• _Task brief_
Please transcribe the whole listing below line by line, without changing a word, and leave the pictures out.

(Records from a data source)
[Start]
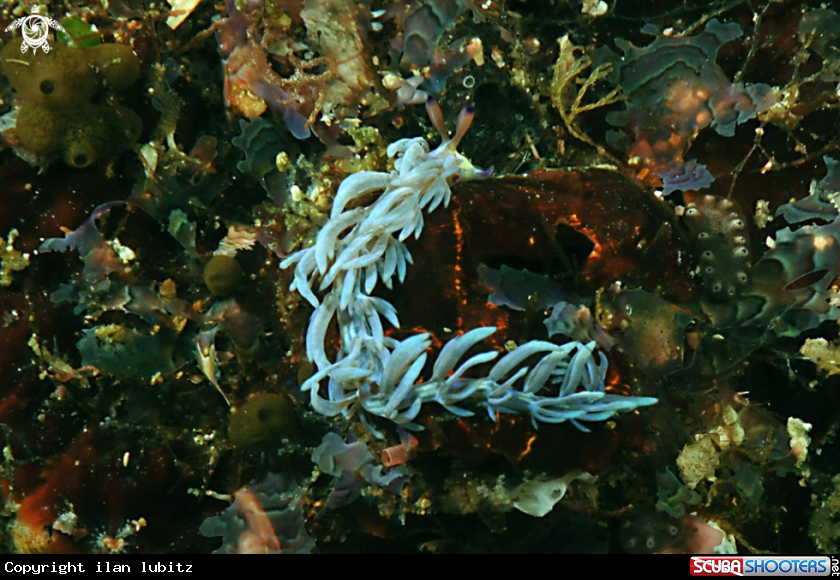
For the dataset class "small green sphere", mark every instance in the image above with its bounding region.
[204,256,242,297]
[228,393,299,449]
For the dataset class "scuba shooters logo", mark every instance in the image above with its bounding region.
[6,6,64,54]
[690,556,840,577]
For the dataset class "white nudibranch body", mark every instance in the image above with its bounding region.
[280,100,656,433]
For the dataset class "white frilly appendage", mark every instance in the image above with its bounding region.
[280,103,656,433]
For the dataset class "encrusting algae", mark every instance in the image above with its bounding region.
[0,0,840,554]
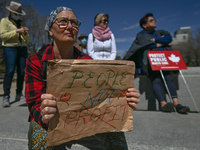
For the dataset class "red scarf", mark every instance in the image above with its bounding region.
[92,26,111,41]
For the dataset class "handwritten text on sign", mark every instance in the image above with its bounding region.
[148,51,187,70]
[47,60,135,146]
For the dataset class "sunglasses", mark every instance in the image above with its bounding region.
[101,19,109,23]
[147,19,156,23]
[54,17,81,29]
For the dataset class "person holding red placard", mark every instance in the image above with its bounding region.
[123,13,190,113]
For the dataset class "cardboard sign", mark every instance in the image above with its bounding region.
[47,60,135,146]
[148,51,187,70]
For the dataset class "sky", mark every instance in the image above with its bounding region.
[23,0,200,57]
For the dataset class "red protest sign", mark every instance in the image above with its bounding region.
[147,51,187,70]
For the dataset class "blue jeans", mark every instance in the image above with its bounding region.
[3,47,27,96]
[149,72,178,102]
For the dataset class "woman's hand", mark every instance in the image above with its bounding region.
[40,94,57,123]
[126,88,140,110]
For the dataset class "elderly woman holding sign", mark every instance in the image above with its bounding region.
[25,7,140,149]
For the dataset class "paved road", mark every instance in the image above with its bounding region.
[0,77,200,150]
[0,96,200,150]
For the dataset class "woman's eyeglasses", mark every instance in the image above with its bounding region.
[101,19,109,23]
[147,19,156,23]
[54,17,81,29]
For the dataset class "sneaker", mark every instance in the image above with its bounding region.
[162,102,174,112]
[176,104,190,114]
[15,93,26,102]
[2,96,10,108]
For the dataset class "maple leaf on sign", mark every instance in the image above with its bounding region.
[168,54,180,63]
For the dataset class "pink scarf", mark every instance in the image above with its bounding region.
[92,26,111,41]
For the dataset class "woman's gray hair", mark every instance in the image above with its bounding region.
[44,7,72,31]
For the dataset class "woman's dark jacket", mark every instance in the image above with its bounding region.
[123,30,172,74]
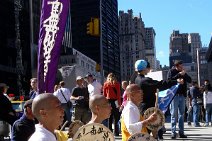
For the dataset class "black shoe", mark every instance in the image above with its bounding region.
[180,134,187,138]
[171,134,176,139]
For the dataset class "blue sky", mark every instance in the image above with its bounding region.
[118,0,212,65]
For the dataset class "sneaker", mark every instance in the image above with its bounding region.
[180,134,187,138]
[171,134,177,139]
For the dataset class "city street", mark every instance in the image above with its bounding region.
[116,123,212,141]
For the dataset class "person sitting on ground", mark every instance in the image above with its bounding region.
[11,99,35,141]
[29,93,64,141]
[121,84,157,141]
[88,95,112,123]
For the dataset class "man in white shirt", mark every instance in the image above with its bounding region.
[28,93,64,141]
[86,74,102,96]
[54,81,72,124]
[121,84,157,141]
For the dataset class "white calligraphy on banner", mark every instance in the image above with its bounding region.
[43,0,63,82]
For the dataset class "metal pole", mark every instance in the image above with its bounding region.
[197,48,200,86]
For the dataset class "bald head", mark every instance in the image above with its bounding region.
[32,93,57,120]
[89,95,107,112]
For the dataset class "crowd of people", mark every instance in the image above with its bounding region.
[0,60,212,141]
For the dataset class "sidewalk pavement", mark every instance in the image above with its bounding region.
[116,122,212,141]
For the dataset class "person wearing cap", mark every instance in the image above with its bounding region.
[0,83,18,125]
[71,76,91,124]
[86,74,102,96]
[11,99,35,141]
[135,59,182,139]
[121,84,157,141]
[103,73,121,136]
[167,60,191,139]
[53,81,72,126]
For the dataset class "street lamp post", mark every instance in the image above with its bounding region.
[14,0,25,95]
[197,48,200,86]
[99,0,104,84]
[End]
• _Worked answer_
For the dataset class "small green sphere", mark every instance in the image above with its bounding region.
[204,256,242,297]
[228,393,299,449]
For the dataset class "scuba shooters logo", mark every instance in the image above with its bounding region.
[6,6,64,54]
[690,556,840,577]
For the dataset class "white nudibranch body", mark every instance in the image above with its bounding region.
[280,100,656,433]
For the dataset class "white frilly appendage", mark every instance in the image above with its bounding region.
[280,103,656,433]
For the dataset class "encrusting algae", mark every instance in the image above with its bounding region.
[0,0,840,554]
For the dataset class "red scarf", mark every instance in the image above with its bounding region.
[92,26,111,41]
For the dataset class "handwritten text on sign", mark every instance in the image above with its bounding region.
[148,51,187,70]
[47,60,135,146]
For the dataset class "sunglasses", mark every instance in the image above with its bounding region.
[101,19,109,23]
[147,19,156,23]
[54,17,81,29]
For the dataset class "person holding red placard", mark every instance in the image above with its bounding region.
[123,13,190,113]
For the dataset class "cardboard sign", mark every instance in the image above with its bounding region.
[47,60,135,146]
[148,51,187,70]
For the dataset class "sky", mark every instance in the image above with its bounding region.
[23,0,200,57]
For the dataset class "red protest sign", mark every instance in the image above with its bounding region.
[147,51,187,70]
For the dataset class "blue jeans", mark every instance in the image above with its bounding region.
[3,47,27,96]
[149,72,178,102]
For the dataset class "woman's hand", mark every instance in the image above with its bounding region.
[40,94,57,123]
[126,88,140,110]
For the dataset class "elderly woman holding sign", mark every instance in the image above with its bounding region.
[25,7,140,149]
For the dataset class "paved road", mark every instance in the image above with its bounding region.
[0,77,200,150]
[0,96,200,150]
For the dataset class "woman's eyeglasses", mark every instance in the image above with its bounding region.
[101,19,109,23]
[147,19,156,23]
[54,17,81,29]
For the dataset class "sneaker", mark every instance in the image above with its bounding region.
[162,102,174,112]
[176,104,190,114]
[15,93,26,102]
[2,96,10,108]
For the dataset class "maple leaf on sign", mark every instance in the image above with its bounding region.
[168,54,180,63]
For the dataset class "pink scarf", mark every instance in the image above with its bounding region.
[92,26,111,41]
For the dataset class "woman's gray hair", mark every instance in the image above with its bounding region.
[44,7,72,31]
For the dataset class "woman's dark jacket", mark every instance in the image above with its bounding region.
[123,30,172,74]
For the dataset class "black shoe", mark every instance in the image above with its bounding region.
[180,134,187,138]
[171,134,176,139]
For the dataset class "blue sky", mark every instance in the image above with its bounding region.
[118,0,212,65]
For the dataset class "sneaker", mark every instance in the image above with its bounding region.
[180,134,187,138]
[171,134,177,139]
For the dataset class "city street", mark every instance in the image above with its bounding region.
[116,123,212,141]
For the dataset class "person sitting on ground", mark every instance in the image above with its bounding region.
[11,99,35,141]
[29,93,64,141]
[121,84,157,141]
[88,95,112,123]
For the dataset class "man in white shirt", mark every instance in the image above with its bounding region.
[28,93,64,141]
[86,74,102,96]
[54,81,72,124]
[121,84,157,141]
For the dataset class "white calligraphy on banner", mark every instance in the image above with its bounding region.
[43,0,63,82]
For the dataset class "metal pole", mark every instance in the image above with its bounding region.
[197,48,200,86]
For the dataset class "bald head", mark every instance in the image above with its bounding region.
[32,93,57,120]
[89,95,107,112]
For the dataset class "crowd of people", mark every instance in the image above with its bounding region.
[0,60,212,141]
For the dataset class "sidewalk pavement", mark every instance in the image above with its bounding region.
[116,122,212,141]
For the dataset class "person wearing cap", mark every instance in the image above with its bounding region.
[0,83,18,125]
[71,76,91,124]
[86,74,102,96]
[11,99,35,141]
[135,59,182,139]
[121,84,157,141]
[103,73,121,136]
[167,60,191,139]
[53,81,72,126]
For the dataset class "street lamp post", mark every instance in the image above with its bounding region.
[14,0,25,95]
[197,48,200,86]
[99,0,104,84]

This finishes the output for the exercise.